◆ Task directions
Convert the rows below into a Markdown table with the columns "Line No." and "Text." Put each non-blank line in its own entry, numbered in order.

▬▬▬▬▬▬

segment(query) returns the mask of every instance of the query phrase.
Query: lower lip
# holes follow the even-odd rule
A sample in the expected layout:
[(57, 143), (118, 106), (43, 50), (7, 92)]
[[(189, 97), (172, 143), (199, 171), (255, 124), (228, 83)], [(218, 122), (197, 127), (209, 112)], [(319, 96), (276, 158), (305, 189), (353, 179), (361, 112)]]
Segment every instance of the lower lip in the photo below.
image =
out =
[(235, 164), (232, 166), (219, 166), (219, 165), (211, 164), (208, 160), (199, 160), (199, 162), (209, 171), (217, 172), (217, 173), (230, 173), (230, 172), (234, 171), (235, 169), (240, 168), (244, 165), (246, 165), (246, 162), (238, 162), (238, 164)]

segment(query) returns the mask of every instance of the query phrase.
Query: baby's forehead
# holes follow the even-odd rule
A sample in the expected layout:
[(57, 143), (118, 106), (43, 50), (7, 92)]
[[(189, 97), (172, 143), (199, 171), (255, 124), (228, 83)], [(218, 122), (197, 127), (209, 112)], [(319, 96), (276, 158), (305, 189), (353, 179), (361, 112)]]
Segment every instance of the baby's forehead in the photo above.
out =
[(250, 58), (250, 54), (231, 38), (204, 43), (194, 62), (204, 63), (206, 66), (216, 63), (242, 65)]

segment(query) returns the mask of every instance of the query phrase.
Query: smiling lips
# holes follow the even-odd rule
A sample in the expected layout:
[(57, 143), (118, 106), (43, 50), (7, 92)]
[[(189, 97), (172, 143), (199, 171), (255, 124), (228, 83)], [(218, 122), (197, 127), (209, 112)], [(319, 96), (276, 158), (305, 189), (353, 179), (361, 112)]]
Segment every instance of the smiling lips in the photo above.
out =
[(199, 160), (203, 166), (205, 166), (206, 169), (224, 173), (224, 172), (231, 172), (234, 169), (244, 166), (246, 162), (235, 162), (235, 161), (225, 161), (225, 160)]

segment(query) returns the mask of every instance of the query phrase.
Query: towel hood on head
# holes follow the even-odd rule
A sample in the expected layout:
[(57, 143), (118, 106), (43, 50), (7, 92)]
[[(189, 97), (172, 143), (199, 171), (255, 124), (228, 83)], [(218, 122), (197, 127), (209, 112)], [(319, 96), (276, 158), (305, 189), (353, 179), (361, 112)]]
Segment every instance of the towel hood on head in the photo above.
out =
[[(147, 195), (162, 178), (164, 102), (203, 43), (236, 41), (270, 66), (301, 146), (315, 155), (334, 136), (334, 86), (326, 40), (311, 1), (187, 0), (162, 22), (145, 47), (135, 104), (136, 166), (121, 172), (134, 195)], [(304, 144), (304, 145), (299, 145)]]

▬▬▬▬▬▬

◆ Solution
| Line No. | Text |
|---|---|
| 1 | segment(query) returns the mask of every instance of the query phrase. |
| 2 | Query: lower lip |
| 3 | # holes follow the even-odd rule |
| 4 | A sample in the expected layout: |
| 5 | [(57, 143), (118, 106), (43, 50), (7, 92)] |
| 6 | [[(189, 97), (172, 143), (199, 171), (255, 124), (228, 83)], [(218, 122), (197, 127), (209, 112)], [(319, 96), (276, 158), (305, 189), (353, 179), (361, 112)]] |
| 7 | Segment every instance of the lower lip in the photo below. |
| 8 | image = |
| 9 | out = |
| 10 | [(235, 164), (232, 166), (219, 166), (219, 165), (211, 164), (208, 160), (199, 160), (199, 162), (209, 171), (217, 172), (217, 173), (230, 173), (230, 172), (234, 171), (235, 169), (240, 168), (244, 165), (246, 165), (246, 162), (238, 162), (238, 164)] |
| 11 | segment(query) returns the mask of every instance of the query phrase. |
| 12 | Query: baby's forehead |
| 13 | # holes follow the even-odd rule |
| 14 | A sample in the expected layout: |
| 15 | [(57, 143), (118, 106), (43, 50), (7, 92)] |
| 16 | [[(189, 97), (172, 143), (199, 171), (255, 124), (228, 83)], [(218, 122), (197, 127), (209, 112)], [(319, 96), (276, 158), (305, 189), (353, 179), (361, 112)]] |
| 17 | Segment every instance of the baby's forehead in the photo above. |
| 18 | out = |
| 19 | [(250, 58), (250, 54), (231, 38), (204, 43), (194, 62), (204, 63), (206, 66), (216, 63), (242, 65)] |
| 20 | segment(query) returns the mask of every instance of the query phrase. |
| 21 | Query: smiling lips |
| 22 | # holes follow the even-odd rule |
| 23 | A sample in the expected layout: |
| 24 | [(57, 143), (118, 106), (43, 50), (7, 92)] |
| 25 | [[(189, 97), (172, 143), (199, 171), (255, 124), (228, 83)], [(218, 122), (197, 127), (209, 112)], [(319, 96), (276, 158), (305, 189), (353, 179), (361, 112)]] |
| 26 | Segment every instance of the smiling lips in the photo above. |
| 27 | out = |
| 28 | [(199, 160), (203, 166), (205, 166), (206, 169), (224, 173), (224, 172), (231, 172), (234, 169), (244, 166), (246, 162), (235, 162), (235, 161), (225, 161), (225, 160)] |
| 29 | segment(query) returns the mask of every instance of the query phrase. |
| 30 | Query: towel hood on head |
| 31 | # holes follow the even-odd rule |
| 32 | A sample in the expected layout: |
| 33 | [(57, 143), (118, 106), (43, 50), (7, 92)] |
| 34 | [[(189, 97), (172, 143), (199, 171), (255, 124), (228, 83)], [(218, 122), (197, 127), (209, 112)], [(319, 96), (276, 158), (305, 189), (353, 179), (361, 112)]] |
| 35 | Segment every instance of the towel hood on head in the photo above. |
| 36 | out = |
| 37 | [[(147, 195), (162, 178), (164, 102), (203, 43), (236, 41), (270, 66), (301, 146), (315, 155), (334, 136), (334, 86), (326, 40), (311, 1), (187, 0), (162, 22), (145, 47), (135, 104), (136, 166), (121, 172), (134, 195)], [(304, 144), (304, 145), (299, 145)]] |